Going through the data below, please show each line containing the string "tree".

[Collected data entries]
BEGIN
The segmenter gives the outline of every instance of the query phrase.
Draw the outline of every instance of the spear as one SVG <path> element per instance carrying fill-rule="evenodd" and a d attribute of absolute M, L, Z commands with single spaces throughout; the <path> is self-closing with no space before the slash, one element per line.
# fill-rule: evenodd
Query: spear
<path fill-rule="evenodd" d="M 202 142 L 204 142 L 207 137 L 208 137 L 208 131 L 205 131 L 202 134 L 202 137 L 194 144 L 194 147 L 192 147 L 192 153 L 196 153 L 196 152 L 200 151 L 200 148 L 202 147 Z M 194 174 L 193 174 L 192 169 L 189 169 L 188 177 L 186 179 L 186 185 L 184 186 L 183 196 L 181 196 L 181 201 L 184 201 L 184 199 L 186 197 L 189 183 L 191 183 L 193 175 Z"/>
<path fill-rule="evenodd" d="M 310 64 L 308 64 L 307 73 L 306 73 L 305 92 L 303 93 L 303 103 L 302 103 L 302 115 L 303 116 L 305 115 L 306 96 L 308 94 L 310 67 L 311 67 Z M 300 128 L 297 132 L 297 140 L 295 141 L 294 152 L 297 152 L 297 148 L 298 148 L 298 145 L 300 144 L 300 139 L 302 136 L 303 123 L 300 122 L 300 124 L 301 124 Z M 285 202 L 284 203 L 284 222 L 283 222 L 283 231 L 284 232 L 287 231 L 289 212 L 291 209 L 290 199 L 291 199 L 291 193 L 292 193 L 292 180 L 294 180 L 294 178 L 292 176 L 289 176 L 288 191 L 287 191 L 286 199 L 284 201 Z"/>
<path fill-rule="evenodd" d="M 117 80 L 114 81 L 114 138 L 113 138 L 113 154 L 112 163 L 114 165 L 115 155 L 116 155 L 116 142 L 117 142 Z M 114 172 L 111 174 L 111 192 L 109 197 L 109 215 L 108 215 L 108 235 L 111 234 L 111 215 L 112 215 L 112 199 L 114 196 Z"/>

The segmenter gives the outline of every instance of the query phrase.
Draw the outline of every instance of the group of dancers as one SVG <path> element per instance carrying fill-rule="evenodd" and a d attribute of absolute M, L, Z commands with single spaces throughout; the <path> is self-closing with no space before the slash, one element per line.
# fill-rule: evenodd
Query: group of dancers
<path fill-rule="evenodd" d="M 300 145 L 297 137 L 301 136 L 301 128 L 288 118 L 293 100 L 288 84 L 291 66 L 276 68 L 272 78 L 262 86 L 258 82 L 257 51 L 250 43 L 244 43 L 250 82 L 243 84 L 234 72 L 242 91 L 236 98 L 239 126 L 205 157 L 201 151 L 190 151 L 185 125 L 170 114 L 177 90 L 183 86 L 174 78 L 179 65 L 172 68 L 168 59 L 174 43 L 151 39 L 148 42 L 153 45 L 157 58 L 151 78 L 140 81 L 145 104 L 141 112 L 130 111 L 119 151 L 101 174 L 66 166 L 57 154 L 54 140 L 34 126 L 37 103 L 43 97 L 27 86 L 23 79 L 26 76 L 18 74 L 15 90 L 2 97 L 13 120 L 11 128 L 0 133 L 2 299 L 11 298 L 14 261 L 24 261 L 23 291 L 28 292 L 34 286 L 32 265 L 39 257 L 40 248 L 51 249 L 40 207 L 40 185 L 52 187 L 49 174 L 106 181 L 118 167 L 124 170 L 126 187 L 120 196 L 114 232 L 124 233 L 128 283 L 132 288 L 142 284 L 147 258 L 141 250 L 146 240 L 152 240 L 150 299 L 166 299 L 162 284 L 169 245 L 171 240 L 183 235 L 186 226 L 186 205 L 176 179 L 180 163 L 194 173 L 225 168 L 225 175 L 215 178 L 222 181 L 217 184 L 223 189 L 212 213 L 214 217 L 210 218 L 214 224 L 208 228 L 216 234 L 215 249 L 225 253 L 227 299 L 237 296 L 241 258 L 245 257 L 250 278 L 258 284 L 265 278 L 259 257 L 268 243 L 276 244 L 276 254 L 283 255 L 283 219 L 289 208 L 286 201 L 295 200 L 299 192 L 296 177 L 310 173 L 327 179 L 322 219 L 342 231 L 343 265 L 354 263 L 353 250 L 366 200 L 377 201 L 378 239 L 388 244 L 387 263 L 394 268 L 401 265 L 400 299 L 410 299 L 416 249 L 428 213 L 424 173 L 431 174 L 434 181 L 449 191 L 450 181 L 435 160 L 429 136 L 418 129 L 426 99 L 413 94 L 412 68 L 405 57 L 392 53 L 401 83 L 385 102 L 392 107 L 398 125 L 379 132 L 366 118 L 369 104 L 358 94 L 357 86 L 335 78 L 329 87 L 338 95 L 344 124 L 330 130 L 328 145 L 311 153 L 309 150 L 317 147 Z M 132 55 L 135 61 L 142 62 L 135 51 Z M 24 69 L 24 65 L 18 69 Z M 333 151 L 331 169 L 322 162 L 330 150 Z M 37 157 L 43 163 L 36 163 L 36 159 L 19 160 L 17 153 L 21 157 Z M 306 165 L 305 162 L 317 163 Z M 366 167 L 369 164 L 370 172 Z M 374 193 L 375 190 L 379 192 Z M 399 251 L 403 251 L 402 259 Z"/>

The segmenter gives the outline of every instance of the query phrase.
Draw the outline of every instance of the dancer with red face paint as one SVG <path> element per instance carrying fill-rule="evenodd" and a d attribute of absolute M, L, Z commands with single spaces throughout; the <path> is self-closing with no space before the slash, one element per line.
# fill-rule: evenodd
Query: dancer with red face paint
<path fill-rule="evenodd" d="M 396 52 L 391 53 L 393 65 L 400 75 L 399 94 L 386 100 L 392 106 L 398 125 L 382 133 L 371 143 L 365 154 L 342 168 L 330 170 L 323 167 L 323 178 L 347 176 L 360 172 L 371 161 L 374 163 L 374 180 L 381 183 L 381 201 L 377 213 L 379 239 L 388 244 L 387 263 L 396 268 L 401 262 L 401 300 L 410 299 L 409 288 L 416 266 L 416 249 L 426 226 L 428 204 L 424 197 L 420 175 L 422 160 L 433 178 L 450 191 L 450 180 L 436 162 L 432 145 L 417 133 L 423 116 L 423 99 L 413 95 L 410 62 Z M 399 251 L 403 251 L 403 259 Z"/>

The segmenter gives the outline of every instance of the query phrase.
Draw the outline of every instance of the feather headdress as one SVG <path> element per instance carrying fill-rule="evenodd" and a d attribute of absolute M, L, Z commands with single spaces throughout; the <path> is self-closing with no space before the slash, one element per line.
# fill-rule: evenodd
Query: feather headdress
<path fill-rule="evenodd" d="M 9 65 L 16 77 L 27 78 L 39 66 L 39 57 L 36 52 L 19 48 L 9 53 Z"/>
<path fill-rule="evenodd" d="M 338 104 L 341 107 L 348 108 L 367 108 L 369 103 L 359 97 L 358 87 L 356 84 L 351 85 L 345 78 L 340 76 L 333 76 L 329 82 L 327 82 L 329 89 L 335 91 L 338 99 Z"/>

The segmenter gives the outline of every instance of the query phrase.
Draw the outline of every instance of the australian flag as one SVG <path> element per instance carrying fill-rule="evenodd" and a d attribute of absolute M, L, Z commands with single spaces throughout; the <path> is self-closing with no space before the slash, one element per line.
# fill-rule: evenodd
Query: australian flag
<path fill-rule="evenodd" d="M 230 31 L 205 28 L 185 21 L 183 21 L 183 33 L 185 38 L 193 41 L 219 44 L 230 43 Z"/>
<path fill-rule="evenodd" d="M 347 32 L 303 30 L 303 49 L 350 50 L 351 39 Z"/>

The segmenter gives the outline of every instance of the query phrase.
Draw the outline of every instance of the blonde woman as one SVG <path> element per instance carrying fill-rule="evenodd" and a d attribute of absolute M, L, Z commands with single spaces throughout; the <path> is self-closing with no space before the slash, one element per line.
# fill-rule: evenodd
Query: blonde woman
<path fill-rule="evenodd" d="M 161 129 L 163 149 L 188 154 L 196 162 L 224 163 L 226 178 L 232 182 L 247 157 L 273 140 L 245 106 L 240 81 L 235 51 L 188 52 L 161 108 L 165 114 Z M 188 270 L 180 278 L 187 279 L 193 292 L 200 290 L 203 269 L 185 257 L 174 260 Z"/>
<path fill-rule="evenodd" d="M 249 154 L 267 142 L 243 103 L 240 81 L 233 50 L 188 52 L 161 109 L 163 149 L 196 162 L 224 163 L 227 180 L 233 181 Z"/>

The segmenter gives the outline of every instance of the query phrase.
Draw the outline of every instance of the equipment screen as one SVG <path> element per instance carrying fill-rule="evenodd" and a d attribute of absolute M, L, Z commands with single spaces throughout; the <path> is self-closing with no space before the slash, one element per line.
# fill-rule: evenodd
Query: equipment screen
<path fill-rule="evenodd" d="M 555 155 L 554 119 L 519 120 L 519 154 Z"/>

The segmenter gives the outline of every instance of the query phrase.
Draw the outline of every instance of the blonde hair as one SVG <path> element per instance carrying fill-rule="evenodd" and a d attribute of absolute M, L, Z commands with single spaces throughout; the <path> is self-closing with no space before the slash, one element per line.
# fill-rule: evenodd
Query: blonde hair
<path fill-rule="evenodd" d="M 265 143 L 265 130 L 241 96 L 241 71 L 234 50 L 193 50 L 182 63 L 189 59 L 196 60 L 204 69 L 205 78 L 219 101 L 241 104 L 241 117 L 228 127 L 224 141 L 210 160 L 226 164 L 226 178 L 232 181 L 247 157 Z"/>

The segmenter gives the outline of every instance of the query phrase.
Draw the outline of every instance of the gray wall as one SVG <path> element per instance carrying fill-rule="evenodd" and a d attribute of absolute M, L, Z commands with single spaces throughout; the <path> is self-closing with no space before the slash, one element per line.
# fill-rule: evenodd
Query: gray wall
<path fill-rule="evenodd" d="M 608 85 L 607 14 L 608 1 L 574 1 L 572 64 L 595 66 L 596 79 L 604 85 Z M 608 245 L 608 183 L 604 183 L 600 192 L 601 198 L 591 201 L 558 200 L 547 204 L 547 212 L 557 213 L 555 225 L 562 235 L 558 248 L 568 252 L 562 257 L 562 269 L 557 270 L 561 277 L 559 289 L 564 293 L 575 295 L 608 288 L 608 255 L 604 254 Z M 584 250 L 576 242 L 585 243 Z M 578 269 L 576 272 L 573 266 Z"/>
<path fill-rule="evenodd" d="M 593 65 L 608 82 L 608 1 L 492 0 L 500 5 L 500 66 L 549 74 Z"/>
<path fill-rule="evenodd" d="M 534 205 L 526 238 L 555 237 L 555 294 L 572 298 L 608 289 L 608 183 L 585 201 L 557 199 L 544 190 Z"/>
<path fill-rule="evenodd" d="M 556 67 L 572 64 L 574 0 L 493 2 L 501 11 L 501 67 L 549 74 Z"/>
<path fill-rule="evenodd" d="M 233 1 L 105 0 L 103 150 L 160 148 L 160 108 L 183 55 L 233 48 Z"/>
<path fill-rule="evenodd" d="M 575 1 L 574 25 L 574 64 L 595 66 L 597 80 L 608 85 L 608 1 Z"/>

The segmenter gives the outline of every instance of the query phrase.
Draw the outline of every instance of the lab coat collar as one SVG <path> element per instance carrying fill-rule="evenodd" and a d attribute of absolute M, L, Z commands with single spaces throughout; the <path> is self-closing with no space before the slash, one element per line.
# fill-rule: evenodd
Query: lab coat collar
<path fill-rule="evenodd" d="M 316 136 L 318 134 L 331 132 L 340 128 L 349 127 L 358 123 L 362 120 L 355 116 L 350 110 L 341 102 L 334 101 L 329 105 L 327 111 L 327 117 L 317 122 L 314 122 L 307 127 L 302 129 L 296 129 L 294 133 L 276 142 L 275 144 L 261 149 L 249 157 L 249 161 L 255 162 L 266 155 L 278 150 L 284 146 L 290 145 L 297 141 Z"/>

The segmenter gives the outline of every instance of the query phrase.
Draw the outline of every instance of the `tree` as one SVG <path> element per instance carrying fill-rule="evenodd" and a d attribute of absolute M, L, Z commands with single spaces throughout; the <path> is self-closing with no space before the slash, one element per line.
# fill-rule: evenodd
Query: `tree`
END
▸ Written solution
Draw the outline of every instance of the `tree` as one SVG <path> element per instance carrying fill-rule="evenodd" and a d attribute of absolute M, L, Z commands with single spaces throughout; the <path> is self-closing with no space before the slash, one element per line.
Query: `tree`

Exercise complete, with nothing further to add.